**Instructions for the task**
The lines to repeat are those below from the one containing "positive clicks: (428, 133)" down to the one containing "box: [127, 79, 163, 106]", both included; reproduce them exactly and nothing else.

**Dataset entries**

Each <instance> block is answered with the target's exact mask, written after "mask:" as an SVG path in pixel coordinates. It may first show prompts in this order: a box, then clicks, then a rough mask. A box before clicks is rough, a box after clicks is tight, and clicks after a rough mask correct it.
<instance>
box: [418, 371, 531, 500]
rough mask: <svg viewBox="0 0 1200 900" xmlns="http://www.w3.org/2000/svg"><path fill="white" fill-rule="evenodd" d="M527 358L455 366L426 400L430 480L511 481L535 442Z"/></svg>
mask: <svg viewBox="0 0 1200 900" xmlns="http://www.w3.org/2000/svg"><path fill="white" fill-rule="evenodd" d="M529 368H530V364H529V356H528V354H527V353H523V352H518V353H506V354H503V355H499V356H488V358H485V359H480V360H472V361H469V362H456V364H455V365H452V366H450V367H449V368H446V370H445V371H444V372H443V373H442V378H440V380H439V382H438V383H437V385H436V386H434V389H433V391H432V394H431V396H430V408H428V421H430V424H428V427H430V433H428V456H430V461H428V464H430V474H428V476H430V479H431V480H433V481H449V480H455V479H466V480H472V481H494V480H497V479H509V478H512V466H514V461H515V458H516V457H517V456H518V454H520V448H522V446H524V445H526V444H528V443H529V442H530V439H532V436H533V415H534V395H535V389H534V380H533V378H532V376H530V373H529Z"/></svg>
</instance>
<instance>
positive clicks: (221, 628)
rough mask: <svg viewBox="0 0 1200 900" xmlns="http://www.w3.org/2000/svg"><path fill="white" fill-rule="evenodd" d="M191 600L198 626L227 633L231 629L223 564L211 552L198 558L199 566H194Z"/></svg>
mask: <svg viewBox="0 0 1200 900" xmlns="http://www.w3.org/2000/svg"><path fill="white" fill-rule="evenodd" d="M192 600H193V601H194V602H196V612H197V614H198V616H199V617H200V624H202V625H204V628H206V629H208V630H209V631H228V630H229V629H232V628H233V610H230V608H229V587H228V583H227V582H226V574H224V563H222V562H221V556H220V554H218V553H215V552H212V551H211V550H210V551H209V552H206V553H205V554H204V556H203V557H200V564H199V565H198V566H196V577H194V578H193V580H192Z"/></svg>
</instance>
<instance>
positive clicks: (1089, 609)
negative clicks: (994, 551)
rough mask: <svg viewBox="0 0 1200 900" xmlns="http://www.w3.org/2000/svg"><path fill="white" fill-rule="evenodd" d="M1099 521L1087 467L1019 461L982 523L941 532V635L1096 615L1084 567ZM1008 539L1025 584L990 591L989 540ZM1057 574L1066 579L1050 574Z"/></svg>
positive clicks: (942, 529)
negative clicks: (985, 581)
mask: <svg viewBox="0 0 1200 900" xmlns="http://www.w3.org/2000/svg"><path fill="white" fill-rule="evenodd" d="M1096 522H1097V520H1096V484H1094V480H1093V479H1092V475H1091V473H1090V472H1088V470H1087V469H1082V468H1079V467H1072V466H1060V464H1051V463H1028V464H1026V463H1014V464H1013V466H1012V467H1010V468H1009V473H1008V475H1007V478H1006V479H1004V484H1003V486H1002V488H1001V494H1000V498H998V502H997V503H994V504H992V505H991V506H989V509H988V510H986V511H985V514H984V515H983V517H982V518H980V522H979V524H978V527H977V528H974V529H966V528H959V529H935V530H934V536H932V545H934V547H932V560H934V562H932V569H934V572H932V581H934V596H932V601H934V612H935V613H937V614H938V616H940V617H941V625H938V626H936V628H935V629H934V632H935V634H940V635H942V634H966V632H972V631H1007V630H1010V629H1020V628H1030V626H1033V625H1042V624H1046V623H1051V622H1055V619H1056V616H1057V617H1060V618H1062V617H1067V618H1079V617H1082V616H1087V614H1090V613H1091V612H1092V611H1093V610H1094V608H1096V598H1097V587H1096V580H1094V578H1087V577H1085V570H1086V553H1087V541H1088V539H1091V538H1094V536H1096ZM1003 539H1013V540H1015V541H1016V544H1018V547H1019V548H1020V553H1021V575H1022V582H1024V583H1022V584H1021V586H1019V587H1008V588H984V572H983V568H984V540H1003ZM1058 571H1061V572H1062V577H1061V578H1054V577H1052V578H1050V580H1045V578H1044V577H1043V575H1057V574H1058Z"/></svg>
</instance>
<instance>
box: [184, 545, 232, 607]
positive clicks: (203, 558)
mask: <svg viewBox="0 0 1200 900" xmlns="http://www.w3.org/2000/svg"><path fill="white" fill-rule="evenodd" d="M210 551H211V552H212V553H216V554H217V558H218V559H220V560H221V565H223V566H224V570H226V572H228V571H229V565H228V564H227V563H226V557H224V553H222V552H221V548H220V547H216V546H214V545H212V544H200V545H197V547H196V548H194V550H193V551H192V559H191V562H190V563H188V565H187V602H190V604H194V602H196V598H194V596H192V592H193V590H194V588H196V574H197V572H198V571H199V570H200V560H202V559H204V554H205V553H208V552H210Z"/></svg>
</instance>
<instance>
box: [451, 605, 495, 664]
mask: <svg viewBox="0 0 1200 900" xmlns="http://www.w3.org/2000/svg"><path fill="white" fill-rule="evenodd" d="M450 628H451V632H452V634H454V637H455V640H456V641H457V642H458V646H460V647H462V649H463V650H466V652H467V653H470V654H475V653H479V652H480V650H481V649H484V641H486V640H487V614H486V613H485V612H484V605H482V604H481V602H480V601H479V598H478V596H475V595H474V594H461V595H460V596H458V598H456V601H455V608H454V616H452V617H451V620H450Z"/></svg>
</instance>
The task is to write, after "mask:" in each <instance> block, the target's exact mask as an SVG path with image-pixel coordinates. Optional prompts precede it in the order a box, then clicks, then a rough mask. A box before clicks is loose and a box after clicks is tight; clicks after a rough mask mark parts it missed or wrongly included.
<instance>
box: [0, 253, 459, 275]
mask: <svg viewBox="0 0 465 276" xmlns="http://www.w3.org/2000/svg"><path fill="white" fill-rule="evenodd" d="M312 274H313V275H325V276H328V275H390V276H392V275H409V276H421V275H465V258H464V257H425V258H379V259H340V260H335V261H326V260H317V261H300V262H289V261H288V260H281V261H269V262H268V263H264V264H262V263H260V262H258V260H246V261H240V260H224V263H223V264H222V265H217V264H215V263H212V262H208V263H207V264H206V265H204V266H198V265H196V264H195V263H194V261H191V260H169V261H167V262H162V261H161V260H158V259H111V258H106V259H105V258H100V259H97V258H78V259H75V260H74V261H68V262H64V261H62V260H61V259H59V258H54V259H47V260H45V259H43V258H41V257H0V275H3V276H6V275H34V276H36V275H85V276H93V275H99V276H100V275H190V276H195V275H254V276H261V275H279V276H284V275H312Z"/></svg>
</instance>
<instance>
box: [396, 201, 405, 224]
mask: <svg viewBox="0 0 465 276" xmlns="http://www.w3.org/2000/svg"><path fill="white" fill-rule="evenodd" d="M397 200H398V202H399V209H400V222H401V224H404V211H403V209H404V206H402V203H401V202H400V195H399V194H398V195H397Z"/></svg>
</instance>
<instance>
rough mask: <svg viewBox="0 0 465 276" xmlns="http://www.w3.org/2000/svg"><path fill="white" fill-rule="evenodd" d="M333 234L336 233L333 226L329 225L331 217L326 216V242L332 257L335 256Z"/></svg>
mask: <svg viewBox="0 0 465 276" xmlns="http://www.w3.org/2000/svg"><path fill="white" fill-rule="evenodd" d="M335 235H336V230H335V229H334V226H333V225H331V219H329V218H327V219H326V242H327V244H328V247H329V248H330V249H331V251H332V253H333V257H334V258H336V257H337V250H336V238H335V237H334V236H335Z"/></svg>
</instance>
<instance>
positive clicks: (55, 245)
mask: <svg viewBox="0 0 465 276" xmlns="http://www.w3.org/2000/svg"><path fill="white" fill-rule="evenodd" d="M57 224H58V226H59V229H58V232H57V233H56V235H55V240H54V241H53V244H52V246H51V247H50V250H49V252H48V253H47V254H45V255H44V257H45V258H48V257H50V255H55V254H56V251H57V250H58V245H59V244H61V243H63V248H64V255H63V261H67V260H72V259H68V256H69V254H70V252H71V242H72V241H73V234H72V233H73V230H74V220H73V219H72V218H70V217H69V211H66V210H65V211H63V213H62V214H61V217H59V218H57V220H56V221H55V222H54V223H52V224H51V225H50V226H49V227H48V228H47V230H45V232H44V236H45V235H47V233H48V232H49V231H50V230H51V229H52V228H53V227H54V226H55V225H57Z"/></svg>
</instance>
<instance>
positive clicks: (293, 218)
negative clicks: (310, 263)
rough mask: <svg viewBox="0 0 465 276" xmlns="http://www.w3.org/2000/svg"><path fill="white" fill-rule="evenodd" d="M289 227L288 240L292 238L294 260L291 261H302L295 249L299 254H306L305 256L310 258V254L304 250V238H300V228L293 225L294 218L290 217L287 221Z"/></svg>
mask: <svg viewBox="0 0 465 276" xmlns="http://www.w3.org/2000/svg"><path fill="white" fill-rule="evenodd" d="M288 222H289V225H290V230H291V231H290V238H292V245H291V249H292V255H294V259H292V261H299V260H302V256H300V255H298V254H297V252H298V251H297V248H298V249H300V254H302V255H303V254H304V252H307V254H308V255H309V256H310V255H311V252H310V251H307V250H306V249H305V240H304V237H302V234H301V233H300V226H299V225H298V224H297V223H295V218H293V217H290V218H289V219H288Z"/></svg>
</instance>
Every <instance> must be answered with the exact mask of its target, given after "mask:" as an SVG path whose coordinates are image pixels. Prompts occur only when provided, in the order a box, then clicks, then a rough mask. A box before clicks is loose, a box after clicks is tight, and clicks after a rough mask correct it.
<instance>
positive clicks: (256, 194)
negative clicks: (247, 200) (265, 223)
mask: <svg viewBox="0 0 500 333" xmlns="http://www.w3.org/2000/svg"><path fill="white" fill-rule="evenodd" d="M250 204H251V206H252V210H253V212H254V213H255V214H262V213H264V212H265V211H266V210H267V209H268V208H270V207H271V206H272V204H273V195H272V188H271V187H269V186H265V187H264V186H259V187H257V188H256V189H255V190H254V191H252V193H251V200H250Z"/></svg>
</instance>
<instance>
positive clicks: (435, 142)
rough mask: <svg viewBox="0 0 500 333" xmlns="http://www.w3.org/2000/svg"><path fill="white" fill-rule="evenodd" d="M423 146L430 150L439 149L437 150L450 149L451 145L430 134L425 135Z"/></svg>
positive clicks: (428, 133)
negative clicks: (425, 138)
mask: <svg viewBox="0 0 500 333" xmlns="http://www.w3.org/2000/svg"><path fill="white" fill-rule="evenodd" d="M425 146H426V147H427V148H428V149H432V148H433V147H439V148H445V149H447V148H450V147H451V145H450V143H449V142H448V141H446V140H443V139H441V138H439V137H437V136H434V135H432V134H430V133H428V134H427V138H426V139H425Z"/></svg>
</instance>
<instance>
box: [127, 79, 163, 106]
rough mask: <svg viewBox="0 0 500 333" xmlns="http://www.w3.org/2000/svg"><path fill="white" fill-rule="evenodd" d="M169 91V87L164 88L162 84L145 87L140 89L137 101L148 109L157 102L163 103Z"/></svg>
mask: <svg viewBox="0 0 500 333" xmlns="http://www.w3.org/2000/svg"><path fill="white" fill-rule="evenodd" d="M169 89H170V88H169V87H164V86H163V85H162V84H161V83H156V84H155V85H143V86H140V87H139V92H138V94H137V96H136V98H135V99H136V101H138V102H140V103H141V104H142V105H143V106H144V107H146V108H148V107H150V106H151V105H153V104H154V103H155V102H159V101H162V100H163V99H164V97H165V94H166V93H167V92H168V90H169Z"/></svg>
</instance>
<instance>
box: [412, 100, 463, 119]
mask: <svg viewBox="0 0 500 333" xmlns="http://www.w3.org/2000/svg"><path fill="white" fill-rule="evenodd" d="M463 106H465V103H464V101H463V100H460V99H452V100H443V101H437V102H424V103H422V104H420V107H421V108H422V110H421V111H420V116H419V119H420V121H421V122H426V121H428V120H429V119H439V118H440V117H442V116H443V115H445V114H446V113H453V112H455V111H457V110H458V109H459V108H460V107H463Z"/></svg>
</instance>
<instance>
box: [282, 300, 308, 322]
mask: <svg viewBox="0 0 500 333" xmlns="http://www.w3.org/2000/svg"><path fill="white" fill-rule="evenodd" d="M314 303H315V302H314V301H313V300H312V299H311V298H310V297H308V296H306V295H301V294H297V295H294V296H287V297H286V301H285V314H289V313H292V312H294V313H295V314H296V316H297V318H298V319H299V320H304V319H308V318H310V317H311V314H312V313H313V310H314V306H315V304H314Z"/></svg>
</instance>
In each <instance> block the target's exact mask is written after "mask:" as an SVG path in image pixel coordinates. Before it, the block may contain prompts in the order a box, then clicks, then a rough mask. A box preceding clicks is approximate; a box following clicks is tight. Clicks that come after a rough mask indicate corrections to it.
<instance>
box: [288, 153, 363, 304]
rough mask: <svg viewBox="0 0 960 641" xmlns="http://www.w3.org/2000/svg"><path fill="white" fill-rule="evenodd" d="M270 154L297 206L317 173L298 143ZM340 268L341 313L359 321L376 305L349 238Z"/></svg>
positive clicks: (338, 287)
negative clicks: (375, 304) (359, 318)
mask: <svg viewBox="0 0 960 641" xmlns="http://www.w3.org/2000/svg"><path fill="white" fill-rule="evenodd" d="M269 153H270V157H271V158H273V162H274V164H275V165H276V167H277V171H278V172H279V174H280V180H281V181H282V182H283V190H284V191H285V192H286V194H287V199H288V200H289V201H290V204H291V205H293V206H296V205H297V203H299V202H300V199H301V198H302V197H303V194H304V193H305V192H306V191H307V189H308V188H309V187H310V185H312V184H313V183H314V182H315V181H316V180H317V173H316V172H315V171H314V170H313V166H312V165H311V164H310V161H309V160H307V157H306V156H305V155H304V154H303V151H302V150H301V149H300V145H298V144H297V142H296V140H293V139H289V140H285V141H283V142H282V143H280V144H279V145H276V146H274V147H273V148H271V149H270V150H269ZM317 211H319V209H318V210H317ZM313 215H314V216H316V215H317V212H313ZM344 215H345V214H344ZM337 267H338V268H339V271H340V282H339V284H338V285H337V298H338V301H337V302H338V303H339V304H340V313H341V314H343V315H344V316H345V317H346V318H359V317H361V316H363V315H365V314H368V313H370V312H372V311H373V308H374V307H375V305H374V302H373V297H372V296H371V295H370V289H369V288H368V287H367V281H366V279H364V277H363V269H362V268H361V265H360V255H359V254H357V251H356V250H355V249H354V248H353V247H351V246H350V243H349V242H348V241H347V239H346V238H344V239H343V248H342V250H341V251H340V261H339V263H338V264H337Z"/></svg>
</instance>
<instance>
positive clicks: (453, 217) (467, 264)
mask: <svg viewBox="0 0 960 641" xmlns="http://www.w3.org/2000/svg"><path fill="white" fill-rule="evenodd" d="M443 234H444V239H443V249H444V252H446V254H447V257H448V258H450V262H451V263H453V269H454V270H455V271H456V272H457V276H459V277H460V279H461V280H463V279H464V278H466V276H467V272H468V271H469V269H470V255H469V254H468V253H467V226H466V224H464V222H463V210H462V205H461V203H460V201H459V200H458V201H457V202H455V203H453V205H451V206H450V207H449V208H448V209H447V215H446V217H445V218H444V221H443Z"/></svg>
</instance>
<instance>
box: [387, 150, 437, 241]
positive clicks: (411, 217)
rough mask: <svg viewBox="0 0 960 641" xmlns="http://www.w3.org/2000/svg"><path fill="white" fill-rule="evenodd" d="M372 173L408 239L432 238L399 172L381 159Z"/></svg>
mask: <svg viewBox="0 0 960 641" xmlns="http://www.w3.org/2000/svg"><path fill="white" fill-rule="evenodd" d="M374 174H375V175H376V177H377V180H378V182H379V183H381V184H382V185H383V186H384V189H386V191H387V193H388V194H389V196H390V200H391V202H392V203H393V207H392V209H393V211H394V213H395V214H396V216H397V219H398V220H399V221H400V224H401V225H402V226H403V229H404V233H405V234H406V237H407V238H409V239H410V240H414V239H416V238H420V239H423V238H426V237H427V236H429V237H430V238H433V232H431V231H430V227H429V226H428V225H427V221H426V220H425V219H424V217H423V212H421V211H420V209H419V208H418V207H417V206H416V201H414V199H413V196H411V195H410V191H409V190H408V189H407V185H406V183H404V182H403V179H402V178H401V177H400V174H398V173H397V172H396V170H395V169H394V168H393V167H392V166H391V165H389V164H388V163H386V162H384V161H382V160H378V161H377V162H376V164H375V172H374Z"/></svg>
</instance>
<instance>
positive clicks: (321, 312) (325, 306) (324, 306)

**Completed exercise**
positive clicks: (428, 133)
negative clicks: (425, 138)
mask: <svg viewBox="0 0 500 333" xmlns="http://www.w3.org/2000/svg"><path fill="white" fill-rule="evenodd" d="M425 146H426V147H427V148H428V149H432V148H433V147H439V148H445V149H447V148H450V147H451V145H450V143H449V142H448V141H446V140H443V139H441V138H439V137H437V136H434V135H432V134H430V133H428V134H427V138H426V139H425Z"/></svg>
</instance>
<instance>
box: [127, 79, 163, 106]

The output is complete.